[Start of section]
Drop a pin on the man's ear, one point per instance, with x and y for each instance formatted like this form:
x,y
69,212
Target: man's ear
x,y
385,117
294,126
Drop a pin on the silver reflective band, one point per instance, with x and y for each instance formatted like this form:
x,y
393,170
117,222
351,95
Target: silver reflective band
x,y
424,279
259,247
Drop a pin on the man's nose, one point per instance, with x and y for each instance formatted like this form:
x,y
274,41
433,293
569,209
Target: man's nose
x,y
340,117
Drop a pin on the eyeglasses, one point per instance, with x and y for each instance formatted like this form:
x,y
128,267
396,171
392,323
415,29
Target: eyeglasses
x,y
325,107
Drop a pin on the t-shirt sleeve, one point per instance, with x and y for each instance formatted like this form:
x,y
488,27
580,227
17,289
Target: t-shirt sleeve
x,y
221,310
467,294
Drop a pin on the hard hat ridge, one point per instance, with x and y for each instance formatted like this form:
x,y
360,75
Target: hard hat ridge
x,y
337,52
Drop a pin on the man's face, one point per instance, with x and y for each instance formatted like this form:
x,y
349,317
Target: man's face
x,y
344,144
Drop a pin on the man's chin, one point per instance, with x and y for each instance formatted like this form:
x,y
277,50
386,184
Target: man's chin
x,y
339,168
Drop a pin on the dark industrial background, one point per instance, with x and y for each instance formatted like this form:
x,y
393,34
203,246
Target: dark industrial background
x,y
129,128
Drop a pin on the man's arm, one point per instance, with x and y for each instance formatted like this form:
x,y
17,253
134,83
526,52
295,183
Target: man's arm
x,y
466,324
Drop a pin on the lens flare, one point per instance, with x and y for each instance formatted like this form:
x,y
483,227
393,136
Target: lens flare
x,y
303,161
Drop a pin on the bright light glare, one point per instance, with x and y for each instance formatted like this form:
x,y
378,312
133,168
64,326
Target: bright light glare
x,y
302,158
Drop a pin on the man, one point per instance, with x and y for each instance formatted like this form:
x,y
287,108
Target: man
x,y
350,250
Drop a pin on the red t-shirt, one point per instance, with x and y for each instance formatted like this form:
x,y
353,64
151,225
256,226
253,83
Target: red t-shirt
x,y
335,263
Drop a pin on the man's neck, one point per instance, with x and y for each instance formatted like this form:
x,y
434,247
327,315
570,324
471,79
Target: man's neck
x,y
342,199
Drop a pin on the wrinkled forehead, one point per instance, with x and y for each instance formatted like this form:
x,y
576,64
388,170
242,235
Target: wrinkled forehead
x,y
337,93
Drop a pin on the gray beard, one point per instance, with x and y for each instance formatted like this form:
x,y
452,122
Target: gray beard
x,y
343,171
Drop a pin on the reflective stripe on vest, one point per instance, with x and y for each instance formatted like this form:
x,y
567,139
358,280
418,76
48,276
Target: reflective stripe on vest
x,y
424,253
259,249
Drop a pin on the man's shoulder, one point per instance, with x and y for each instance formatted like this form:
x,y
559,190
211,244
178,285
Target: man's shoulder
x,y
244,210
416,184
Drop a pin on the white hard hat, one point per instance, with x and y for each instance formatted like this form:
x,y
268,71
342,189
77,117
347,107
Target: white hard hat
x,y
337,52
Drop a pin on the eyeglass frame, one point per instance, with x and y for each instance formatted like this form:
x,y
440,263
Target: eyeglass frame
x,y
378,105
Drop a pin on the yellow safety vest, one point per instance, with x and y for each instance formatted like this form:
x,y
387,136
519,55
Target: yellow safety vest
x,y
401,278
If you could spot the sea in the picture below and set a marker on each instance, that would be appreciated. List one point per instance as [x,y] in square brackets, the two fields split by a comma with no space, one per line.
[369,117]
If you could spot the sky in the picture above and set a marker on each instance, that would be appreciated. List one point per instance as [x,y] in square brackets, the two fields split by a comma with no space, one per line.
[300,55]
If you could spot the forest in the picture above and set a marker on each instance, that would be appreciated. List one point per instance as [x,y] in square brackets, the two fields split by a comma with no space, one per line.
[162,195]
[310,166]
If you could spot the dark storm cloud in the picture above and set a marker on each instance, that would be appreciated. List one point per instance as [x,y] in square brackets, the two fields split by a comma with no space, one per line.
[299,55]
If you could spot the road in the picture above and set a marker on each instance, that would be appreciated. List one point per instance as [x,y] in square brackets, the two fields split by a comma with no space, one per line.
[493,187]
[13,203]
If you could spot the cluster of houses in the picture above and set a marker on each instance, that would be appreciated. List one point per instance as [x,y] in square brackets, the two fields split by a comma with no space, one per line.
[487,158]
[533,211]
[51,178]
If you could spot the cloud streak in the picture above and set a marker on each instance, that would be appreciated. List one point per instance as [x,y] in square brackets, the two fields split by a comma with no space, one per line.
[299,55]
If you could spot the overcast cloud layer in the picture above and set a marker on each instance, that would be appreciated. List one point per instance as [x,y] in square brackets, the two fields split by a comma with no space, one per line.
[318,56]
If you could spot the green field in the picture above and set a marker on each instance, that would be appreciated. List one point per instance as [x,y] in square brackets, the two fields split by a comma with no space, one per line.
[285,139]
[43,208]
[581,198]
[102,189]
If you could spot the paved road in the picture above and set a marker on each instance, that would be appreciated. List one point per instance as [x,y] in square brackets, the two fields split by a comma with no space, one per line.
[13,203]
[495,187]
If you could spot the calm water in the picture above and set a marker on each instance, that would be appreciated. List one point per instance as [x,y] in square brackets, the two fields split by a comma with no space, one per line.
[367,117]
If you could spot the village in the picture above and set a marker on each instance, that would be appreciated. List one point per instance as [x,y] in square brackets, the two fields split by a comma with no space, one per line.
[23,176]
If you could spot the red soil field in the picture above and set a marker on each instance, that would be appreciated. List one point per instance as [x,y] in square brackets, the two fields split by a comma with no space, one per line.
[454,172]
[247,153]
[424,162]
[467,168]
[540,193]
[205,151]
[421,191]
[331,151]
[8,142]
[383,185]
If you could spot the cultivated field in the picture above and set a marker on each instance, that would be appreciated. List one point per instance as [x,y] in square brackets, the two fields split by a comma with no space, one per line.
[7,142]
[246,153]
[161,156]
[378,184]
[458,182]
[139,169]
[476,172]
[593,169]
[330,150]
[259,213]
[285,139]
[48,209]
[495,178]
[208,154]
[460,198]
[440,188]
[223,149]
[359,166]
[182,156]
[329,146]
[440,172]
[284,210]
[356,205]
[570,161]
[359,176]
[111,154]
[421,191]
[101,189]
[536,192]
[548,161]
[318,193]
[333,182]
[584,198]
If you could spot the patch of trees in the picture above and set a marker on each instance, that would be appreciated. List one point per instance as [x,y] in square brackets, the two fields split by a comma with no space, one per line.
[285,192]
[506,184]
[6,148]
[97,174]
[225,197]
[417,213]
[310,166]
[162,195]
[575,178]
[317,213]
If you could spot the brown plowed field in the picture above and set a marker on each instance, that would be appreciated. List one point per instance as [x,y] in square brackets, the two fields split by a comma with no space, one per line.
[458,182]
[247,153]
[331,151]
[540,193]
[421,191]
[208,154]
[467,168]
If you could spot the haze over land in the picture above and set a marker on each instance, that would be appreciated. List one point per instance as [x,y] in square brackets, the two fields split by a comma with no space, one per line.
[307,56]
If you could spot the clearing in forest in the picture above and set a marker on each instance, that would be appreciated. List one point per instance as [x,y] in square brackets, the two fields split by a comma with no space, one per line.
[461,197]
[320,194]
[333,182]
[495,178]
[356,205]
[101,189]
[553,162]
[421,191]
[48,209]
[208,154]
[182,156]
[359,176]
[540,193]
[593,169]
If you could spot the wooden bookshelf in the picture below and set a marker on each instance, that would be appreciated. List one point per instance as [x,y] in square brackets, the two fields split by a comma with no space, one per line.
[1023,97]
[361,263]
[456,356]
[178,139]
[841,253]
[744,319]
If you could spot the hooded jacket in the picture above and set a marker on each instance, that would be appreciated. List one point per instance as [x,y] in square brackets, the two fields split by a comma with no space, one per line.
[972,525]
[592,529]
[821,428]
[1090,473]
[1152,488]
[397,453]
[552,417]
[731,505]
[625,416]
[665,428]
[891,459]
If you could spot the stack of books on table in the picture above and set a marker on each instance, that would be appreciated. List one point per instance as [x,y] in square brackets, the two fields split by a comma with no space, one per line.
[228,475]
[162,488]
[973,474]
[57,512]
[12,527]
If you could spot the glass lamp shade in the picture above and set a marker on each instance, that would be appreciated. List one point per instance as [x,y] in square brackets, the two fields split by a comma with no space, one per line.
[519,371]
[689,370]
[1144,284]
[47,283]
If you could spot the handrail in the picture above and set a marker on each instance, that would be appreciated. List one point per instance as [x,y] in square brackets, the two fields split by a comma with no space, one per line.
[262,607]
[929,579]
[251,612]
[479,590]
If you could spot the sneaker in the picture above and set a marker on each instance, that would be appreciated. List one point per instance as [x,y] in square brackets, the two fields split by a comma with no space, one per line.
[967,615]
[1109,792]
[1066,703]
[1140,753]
[End of section]
> **Action item**: Look above for the line containing "Drop a pin on the man, one" and the line containing "Drop a pin on the man's neck, one". Transcribe both, with the lines between them, exactly.

> **Task response**:
Drop a pin on the man, one point per instance, with x and y for each instance formatted like this form:
x,y
287,108
Target: man
x,y
350,250
Drop a pin on the red t-shirt, one point per instance, with x and y for each instance formatted like this form:
x,y
353,64
151,225
256,226
253,83
Target: red t-shirt
x,y
335,263
Drop a pin on the man's neck, one point per instance, with x and y for each instance formatted like this form:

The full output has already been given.